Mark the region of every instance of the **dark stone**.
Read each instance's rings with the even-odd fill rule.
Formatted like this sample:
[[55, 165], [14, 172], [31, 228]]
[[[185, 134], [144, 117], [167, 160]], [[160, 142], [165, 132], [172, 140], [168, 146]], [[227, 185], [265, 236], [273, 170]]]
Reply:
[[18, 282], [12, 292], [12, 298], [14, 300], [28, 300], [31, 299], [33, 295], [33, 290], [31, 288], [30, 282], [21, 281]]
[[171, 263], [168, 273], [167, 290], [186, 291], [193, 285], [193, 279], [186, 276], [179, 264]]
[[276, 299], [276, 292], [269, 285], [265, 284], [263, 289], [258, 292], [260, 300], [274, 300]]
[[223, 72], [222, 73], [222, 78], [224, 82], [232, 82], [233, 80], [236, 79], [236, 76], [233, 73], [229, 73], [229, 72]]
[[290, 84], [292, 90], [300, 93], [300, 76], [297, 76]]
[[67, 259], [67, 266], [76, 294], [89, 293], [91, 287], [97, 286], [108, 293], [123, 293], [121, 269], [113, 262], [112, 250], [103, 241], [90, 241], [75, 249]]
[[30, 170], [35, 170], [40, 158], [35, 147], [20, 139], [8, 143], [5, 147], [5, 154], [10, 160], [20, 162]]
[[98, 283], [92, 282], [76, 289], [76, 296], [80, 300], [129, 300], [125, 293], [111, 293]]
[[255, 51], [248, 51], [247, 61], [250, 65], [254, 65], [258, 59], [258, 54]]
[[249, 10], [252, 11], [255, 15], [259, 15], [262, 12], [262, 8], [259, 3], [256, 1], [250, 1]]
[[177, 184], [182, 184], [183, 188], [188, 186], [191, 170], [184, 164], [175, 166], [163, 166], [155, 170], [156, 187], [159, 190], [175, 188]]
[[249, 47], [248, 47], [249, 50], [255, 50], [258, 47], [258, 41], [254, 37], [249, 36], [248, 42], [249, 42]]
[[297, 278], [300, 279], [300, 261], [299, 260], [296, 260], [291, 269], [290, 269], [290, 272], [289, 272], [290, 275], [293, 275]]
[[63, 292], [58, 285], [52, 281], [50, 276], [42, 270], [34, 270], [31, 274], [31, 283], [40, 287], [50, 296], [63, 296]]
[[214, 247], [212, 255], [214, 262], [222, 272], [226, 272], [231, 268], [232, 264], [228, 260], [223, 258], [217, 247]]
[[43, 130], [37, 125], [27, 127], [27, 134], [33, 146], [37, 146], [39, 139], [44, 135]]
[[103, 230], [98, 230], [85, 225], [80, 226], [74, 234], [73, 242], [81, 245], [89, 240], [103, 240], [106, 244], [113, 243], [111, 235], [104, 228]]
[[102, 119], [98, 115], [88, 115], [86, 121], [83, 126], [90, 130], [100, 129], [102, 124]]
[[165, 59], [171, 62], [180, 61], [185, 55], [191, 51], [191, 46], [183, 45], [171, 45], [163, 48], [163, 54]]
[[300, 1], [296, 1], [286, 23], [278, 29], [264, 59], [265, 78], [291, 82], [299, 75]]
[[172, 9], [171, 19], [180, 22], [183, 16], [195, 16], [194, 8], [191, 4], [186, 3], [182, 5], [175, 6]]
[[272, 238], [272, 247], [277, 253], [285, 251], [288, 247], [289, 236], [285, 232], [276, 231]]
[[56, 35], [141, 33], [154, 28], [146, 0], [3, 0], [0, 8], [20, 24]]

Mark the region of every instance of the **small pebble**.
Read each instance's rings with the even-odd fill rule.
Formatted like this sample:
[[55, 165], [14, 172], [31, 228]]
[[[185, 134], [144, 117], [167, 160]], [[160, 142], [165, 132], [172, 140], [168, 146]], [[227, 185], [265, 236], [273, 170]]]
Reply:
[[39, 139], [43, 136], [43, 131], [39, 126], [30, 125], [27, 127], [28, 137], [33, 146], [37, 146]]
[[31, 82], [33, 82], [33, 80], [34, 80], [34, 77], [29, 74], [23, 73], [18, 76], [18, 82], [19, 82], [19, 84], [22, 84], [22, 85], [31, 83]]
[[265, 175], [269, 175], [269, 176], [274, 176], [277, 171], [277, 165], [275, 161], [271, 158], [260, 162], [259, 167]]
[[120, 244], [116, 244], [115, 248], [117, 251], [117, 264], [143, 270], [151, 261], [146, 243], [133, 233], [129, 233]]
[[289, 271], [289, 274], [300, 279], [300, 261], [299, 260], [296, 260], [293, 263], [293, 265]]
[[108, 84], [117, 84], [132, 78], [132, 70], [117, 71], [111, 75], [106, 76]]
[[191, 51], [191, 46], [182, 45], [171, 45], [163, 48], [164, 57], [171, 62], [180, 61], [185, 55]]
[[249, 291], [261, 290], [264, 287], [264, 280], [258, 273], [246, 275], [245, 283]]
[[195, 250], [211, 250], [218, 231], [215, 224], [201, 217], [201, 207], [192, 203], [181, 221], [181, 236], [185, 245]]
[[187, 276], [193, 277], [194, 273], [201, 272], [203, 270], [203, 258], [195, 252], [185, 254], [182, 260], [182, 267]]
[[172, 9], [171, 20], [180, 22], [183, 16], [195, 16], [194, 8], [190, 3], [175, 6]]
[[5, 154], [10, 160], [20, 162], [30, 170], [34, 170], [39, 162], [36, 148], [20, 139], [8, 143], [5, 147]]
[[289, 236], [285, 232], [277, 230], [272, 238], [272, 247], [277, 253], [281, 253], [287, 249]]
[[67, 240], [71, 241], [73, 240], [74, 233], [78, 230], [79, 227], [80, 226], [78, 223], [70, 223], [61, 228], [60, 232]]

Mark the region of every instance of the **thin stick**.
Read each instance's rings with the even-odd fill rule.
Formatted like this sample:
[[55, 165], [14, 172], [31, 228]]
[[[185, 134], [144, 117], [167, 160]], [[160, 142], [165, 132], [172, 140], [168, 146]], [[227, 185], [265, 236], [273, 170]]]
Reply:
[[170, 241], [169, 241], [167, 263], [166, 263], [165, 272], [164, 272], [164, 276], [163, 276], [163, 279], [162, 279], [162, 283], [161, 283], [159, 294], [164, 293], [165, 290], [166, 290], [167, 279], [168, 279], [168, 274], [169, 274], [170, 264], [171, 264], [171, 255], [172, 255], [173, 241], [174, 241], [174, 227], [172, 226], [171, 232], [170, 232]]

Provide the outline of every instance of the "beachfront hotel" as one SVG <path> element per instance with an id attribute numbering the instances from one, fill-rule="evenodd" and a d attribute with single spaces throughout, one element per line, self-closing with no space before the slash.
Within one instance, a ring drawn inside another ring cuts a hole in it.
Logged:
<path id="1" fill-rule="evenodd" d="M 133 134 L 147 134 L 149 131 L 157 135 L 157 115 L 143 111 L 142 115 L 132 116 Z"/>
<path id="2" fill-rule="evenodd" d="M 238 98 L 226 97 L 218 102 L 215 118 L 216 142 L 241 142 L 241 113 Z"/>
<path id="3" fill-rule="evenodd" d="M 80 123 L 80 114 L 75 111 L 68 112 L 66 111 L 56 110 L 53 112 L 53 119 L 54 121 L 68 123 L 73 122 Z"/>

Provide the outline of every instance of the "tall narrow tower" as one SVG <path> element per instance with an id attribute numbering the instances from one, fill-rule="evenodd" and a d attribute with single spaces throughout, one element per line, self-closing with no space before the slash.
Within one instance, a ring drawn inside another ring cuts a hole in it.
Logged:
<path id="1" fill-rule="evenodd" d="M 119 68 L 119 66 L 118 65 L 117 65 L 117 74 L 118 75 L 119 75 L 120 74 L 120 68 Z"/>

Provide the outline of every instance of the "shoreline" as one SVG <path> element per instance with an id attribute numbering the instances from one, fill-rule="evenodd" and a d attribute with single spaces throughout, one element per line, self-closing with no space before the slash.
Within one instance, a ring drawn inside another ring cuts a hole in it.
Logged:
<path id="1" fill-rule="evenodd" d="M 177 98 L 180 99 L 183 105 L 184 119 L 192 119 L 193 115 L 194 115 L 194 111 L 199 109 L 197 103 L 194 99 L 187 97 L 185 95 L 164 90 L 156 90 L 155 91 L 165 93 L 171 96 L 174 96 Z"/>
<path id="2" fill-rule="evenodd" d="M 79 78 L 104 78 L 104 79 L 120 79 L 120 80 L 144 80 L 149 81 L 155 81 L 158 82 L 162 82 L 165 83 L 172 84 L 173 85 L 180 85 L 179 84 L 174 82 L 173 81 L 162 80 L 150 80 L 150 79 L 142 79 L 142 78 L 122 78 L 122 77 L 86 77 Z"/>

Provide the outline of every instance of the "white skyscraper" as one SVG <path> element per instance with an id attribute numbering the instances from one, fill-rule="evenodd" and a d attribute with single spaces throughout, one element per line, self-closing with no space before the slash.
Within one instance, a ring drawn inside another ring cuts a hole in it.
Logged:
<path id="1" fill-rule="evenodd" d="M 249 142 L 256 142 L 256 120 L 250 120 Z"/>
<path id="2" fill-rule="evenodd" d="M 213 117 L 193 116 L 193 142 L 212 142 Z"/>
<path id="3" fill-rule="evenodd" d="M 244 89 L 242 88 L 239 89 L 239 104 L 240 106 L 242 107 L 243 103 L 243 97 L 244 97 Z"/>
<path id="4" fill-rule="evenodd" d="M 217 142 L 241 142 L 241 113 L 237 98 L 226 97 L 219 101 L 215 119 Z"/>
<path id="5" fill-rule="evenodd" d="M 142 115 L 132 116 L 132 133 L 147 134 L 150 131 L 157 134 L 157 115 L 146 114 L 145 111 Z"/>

───

• **Tugas Latihan**
Salin ulang bagian materi dari awal sampai dengan baris yang memuat "300], [274, 300]]", tanpa mengubah apa pun.

• **Hasil Latihan**
Mark the region of every instance of the **dark stone**.
Read each instance's rings with the even-odd fill rule.
Formatted like this sample:
[[55, 165], [14, 172], [31, 228]]
[[[185, 134], [144, 117], [167, 160]], [[160, 142], [165, 132], [172, 140], [168, 146]], [[227, 185], [265, 236], [273, 170]]]
Reply:
[[18, 282], [12, 292], [12, 298], [14, 300], [28, 300], [31, 299], [33, 295], [33, 290], [31, 288], [30, 282], [21, 281]]
[[171, 263], [168, 273], [167, 290], [186, 291], [193, 285], [193, 279], [186, 276], [179, 264]]
[[276, 299], [276, 292], [269, 285], [265, 284], [263, 289], [258, 292], [260, 300], [274, 300]]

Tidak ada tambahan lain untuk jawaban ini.